- **TASK A**
Translate this sentence from the passage on war and radio verse below into French: "When I look at Guernica this week, I will ask myself these questions."

- **GIVEN TEXT**
MacLeish’s “Air Raid,” in contrast to Picasso’s painting, overtly implicates the civilian population, including his radio listeners, castigating them for their supposed ignorance and inertia. As in “The Fall of the City,” MacLeish attacks those falling rather than sentimentalizing their plight. His are bold performances, but his cruel warning turns listeners eager for news into silent partners of war who are asked to “stand by” as they tune in while women and children, refusing to heed warnings of an impending blitz, are being attacked and annihilated:

You who fish the fathoms of the night
With poles on roof-tops and long loops of wire
Those of you who driving from some visit
Finger the button on the dashboard dial
Until the metal trembles like a medium in a trance
And tells you what is happening in France
Or China or in Spain or some such country
You have one thought tonight and only one:
Will there be war? Has war come?
Is Europe burning from the Tiber to the Somme?
You think you hear the sudden double thudding of the drum
You don’t though . . .

Not now . . .

But what your ears will hear with in the hour
No one living in this world would try to tell you.
We take you there to wait it for yourselves.
Stand by: we’ll try to take you through. . . .

Millay’s “Murder of Lidice” recalls the innocent lives of those slain by Richard Heydrich, Deputy Reich Protector of Bohemia and Moravia, in Lidice. Artistically, the play is indefensible and shockingly inept in its bathos. In Millay’s Grand Guignol of Nazi terror, Heydrich the Hangman, whom the villagers have assassinated, is heard, from the beyond, planning his revenge:

He howls for a bucket of bubbly blood—
It may be man’s or it may be of woman,
But it has to be hot, and it must be human!
Oh, many’s the sweet warm throat he’ll suck.

In “They Fly Through the Air,” Corwin’s narrator goes in search of a language appropriate to the negotiation of art and propaganda. As I point out in Etherized Victorians, the play is a response to the perversion of poetic diction by the fascist cause. Viewed from above, Mussolini reportedly remarked, exploding bombs had the beauty of a “rose unfolding.” Throughout the play, metaphors are at war with plain speech, both in the service of motivating the masses:

What words can compass glories such as we have seen today?
Our language beats against its limitations [. . .].

Our rhythms jangle at the very start.
Our similes concede defeat,
For there is nothing that can be compared to that which lies beyond compare.
You see? We are reduced already to tautologies.
It’s awe does that.
The wonder of it all has set us stammering.

What is the language of war? How does it differ from the idiom of peace? And how shall war—often furious but not always futile—be rendered, recorded, and remembered in words or images? When I look at Guernica this week, I will ask myself these questions. Quite possibly, I will shiver when exposing it to the limitations of my shrinking lexicon.

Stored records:
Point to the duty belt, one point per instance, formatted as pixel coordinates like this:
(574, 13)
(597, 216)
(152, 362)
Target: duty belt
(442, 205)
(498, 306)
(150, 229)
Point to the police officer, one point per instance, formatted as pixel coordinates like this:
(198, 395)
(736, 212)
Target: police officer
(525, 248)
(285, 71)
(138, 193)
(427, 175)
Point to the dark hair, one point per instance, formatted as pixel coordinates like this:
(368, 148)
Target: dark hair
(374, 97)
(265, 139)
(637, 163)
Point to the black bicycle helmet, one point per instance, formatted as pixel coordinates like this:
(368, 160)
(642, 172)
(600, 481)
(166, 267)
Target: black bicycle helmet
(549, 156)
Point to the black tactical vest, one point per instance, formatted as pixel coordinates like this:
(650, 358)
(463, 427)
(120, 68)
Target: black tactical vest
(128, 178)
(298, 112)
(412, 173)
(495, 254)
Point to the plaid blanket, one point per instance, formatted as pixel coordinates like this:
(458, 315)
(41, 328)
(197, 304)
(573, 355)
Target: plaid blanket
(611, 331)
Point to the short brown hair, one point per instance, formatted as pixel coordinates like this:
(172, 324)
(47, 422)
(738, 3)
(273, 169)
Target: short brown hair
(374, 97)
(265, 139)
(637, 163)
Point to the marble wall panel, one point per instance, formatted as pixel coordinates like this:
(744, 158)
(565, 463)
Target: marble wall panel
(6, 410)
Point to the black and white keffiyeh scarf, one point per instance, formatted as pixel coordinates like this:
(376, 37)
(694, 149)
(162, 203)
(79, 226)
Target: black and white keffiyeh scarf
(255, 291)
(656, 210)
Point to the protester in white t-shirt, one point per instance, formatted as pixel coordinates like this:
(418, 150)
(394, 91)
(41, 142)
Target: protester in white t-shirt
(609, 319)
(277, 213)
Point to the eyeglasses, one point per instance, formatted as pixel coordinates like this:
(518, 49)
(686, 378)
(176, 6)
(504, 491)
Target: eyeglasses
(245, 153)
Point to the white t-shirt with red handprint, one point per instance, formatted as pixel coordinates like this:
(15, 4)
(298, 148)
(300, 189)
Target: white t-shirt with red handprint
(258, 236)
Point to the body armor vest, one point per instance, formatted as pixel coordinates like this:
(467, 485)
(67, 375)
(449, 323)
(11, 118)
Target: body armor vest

- **TASK B**
Format as a numbered list everything in the entries above, from the line containing "Point to the protester" down to the end of the entries, both included, with blank lines left out.

- **ANSWER A**
Quand je regarderai Guernica cette semaine, je me poserai ces questions.

- **ANSWER B**
1. Point to the protester in white t-shirt, one point per instance, formatted as pixel coordinates like this:
2. (418, 150)
3. (394, 91)
4. (41, 142)
5. Target: protester in white t-shirt
6. (609, 319)
7. (277, 213)
8. Point to the eyeglasses, one point per instance, formatted as pixel coordinates like this:
9. (518, 49)
10. (686, 378)
11. (176, 6)
12. (504, 491)
13. Target: eyeglasses
14. (245, 153)
15. Point to the white t-shirt with red handprint, one point per instance, formatted as pixel coordinates like this:
16. (15, 4)
17. (298, 148)
18. (300, 189)
19. Target: white t-shirt with red handprint
20. (258, 236)
21. Point to the body armor vest, one point per instance, formatted as pixel coordinates like this:
22. (467, 485)
23. (67, 375)
24. (449, 323)
25. (11, 118)
26. Target: body armor vest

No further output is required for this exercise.